Trecho da fonte ▸
Cantora belarussa vai a julgamento por rejeitar bolsa de estudos oferecida por ditador

Patrytsia Svitsina estava na mira das autoridades e teria recentemente "confessado" participação em atos contra o governo

Começará em 1º de agosto o julgamento da cantora belarussa Patrytsia Svitsina, acusada de “participar ativamente de ações que perturbam descaradamente a ordem social”. Em 2020 ela recusou uma bolsa de estudos oferecida pelo ditador Alexander Lukashenko e desde então era visada pelas repressoras autoridades de Belarus. As informações são da rede Radio Free Europe (RFE).

A bolsa de estudos é oferecida a jovens belarussos de talento, mas Svitsina disse que não a aceitaria por “princípios morais”. Aluna do departamento de etnologia e folclore da Universidade Estatal Belarussa, em Minsk, ela se manifestou publicamente sobre a recusa, que ocorreu em meio aos protestos populares contra o regime autoritário de Lukashenko.

Então, em maio deste ano, foi publicado um vídeo no aplicativo de mensagens Telegram no qual a cantora admite ter participado de protestos populares contra o ditador após ele vencer as eleições presidencial de 2020. A acusação foi formalizada com base na “confissão” de que esteve nas manifestações.

Amostra de dados ▸
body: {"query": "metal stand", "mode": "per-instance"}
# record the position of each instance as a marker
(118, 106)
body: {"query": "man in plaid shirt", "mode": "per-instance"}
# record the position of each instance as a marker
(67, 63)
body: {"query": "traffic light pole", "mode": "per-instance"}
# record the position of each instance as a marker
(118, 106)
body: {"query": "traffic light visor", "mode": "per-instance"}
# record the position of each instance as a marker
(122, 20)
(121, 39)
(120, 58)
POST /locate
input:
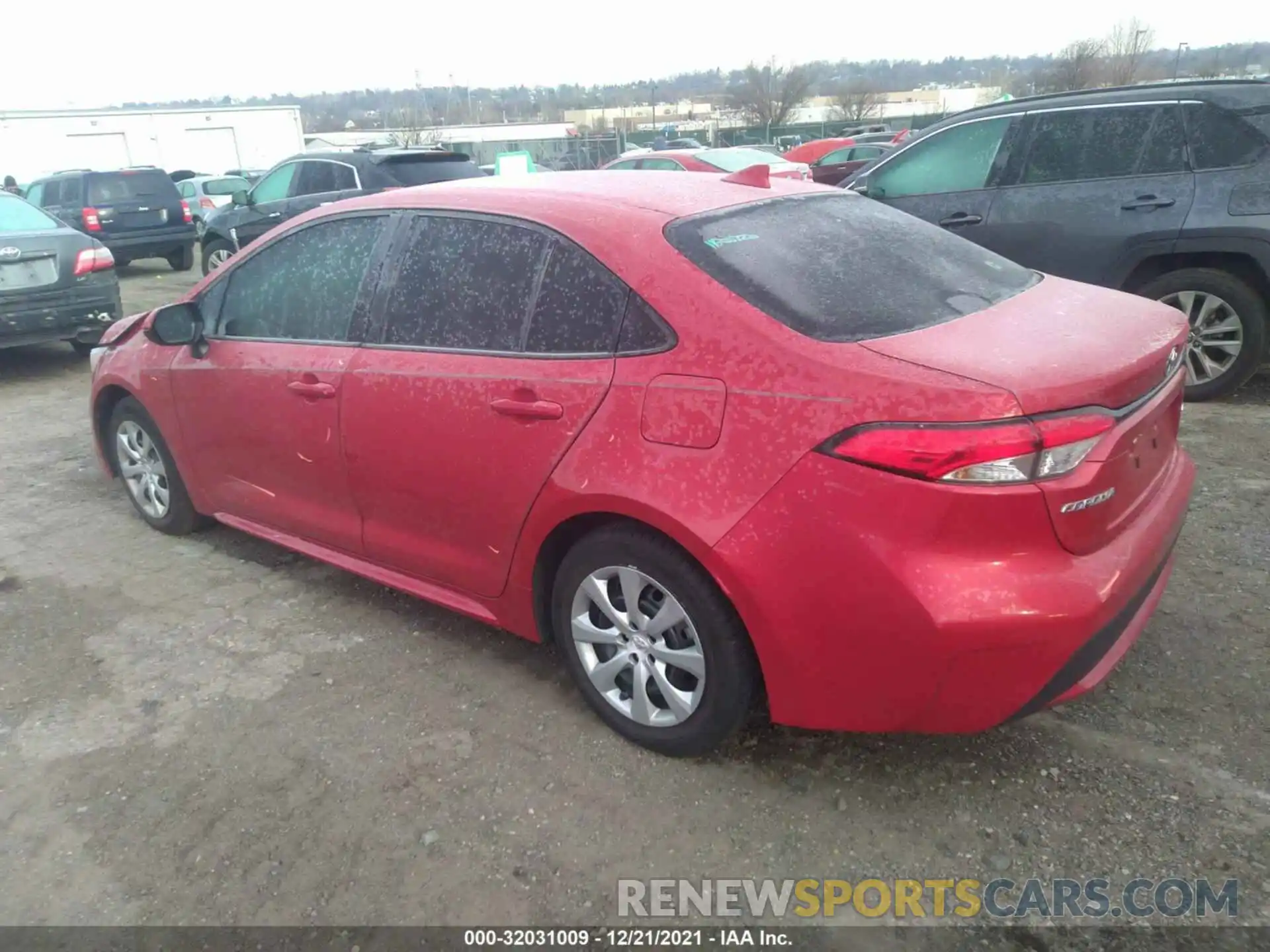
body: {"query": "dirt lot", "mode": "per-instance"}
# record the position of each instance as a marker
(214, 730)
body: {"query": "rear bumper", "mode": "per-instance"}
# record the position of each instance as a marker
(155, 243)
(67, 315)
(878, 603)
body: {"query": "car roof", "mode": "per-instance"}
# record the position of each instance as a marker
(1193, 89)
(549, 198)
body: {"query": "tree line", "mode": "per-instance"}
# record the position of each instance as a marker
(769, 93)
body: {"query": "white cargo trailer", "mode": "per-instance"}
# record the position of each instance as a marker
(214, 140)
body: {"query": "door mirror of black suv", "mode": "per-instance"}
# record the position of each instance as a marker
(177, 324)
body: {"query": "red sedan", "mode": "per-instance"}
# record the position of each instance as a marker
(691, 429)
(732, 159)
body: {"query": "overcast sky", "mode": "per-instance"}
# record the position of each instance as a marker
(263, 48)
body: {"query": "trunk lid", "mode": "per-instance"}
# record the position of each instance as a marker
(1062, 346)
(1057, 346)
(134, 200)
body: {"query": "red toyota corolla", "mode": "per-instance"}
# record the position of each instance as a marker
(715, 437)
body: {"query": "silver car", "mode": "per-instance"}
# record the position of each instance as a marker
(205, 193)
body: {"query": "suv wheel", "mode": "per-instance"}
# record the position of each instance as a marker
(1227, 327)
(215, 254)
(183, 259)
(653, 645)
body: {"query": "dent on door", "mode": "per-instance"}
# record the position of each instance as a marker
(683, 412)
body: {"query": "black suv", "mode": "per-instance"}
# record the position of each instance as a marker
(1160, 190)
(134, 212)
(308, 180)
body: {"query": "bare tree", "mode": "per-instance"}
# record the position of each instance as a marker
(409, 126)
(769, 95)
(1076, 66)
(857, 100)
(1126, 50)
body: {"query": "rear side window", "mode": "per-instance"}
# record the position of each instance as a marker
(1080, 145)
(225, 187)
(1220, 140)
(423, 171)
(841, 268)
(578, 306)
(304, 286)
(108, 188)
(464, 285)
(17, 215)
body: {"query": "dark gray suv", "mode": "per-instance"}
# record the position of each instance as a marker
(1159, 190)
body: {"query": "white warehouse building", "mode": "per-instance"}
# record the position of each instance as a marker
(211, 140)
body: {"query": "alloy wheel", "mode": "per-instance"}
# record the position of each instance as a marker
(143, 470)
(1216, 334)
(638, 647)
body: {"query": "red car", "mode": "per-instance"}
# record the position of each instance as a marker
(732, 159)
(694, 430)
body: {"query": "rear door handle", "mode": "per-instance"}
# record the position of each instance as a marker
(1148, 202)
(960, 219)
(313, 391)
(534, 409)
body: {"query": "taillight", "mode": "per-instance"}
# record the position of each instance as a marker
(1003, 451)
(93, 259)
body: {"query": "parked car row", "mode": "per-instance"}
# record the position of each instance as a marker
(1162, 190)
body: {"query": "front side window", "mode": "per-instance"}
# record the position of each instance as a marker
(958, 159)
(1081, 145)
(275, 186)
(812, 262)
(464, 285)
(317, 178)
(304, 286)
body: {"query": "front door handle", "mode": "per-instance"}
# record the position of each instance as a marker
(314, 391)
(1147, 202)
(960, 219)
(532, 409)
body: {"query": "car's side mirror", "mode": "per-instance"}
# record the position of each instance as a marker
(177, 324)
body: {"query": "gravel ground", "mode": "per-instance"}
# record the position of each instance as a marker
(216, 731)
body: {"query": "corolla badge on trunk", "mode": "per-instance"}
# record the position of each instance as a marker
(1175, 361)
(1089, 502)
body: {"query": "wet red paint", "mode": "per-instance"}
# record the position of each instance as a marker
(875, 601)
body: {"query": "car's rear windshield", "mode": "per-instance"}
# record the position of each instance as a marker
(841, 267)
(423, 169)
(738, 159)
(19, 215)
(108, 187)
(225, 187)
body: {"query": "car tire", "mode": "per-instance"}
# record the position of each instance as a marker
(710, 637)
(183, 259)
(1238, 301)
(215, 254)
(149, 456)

O que fazer ▸
Transcreva, na ordem em que aparecem, todas as expressões que o texto sobre o julgamento da cantora belarussa coloca entre aspas.

Resultado da tarefa ▸
- "confessado"
- "participar ativamente de ações que perturbam descaradamente a ordem social"
- "princípios morais"
- "confissão"